Material provided
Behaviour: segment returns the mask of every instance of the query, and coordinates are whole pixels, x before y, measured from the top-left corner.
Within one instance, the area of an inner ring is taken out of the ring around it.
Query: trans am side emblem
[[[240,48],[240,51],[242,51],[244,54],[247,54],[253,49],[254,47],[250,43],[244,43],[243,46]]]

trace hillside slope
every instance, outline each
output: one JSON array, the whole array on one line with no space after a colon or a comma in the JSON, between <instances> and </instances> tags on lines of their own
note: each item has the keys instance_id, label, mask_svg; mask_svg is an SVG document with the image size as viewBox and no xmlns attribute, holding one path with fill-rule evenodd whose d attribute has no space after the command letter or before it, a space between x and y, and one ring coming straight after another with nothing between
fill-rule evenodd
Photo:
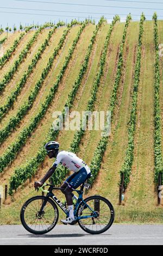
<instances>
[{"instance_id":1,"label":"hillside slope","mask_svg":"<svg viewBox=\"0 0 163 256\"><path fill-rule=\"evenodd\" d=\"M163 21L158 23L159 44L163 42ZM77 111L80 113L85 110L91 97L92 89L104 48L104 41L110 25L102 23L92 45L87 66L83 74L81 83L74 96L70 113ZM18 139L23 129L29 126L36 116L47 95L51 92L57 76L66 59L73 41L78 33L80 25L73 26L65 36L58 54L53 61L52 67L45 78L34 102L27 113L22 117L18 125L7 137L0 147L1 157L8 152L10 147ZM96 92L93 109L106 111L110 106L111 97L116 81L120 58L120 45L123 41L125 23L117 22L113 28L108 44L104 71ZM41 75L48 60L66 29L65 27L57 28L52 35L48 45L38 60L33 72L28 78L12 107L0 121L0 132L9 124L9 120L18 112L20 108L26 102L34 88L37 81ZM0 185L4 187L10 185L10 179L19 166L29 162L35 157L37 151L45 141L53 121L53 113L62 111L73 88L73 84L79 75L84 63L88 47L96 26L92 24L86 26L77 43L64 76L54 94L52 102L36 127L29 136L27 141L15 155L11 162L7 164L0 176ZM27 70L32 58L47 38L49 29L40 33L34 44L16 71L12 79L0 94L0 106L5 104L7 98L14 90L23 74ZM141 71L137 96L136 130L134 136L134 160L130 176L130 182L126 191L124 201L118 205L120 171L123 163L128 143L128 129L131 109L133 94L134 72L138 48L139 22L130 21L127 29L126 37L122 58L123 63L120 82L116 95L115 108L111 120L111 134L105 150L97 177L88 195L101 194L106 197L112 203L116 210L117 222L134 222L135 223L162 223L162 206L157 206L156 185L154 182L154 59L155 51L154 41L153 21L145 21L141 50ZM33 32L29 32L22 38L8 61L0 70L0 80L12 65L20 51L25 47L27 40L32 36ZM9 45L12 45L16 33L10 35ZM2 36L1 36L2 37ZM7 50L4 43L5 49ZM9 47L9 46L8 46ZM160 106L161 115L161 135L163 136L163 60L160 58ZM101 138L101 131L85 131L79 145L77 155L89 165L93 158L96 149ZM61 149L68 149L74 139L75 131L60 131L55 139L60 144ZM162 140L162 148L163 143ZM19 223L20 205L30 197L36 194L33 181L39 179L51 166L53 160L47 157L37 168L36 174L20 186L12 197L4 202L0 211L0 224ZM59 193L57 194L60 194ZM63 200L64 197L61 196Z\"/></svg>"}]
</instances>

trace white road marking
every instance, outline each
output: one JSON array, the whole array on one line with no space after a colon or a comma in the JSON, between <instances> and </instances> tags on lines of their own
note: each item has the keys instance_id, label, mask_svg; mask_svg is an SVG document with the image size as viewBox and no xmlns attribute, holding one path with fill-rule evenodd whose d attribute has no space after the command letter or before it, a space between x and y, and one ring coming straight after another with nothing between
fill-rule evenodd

...

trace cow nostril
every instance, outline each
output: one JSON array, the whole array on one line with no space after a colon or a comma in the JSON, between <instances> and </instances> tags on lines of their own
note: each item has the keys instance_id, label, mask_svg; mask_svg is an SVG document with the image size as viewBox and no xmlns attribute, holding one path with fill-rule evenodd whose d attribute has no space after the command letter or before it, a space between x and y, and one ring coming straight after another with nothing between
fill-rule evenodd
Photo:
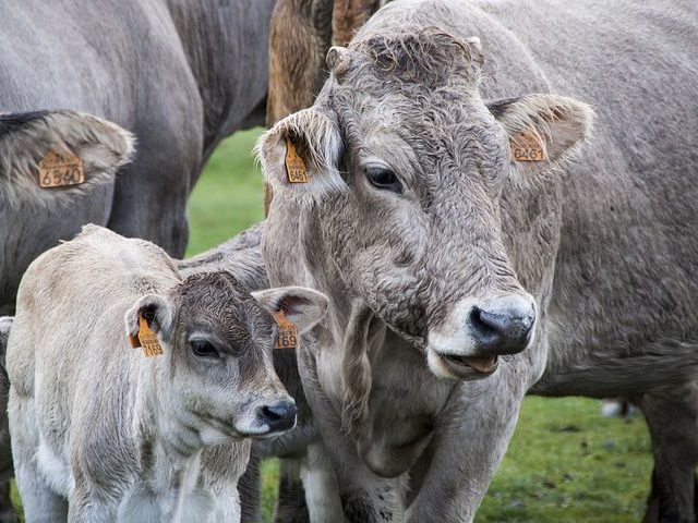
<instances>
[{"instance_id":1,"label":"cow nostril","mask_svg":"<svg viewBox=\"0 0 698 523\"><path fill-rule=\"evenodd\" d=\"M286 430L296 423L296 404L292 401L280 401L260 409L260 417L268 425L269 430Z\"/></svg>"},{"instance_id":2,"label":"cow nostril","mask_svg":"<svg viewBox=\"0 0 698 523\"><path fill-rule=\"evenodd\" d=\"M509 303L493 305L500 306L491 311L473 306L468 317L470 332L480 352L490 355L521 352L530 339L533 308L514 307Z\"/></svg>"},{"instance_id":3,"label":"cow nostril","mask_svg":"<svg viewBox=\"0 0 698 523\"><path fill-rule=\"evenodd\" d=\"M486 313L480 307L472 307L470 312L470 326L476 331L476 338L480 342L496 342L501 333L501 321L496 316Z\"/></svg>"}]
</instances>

Your objective
Copy out only the lines from the one containing "Behaviour: segment returns" through the one containing "Query: trans am side emblem", swapping "top-left" for "upper-left" and leaving everything else as it is.

Reply
Behaviour: segment returns the mask of every instance of the query, and coordinates are whole pixels, x before y, measured from the upper-left corner.
Within one instance, the area of an inner ring is taken out of the ring around it.
Query: trans am side emblem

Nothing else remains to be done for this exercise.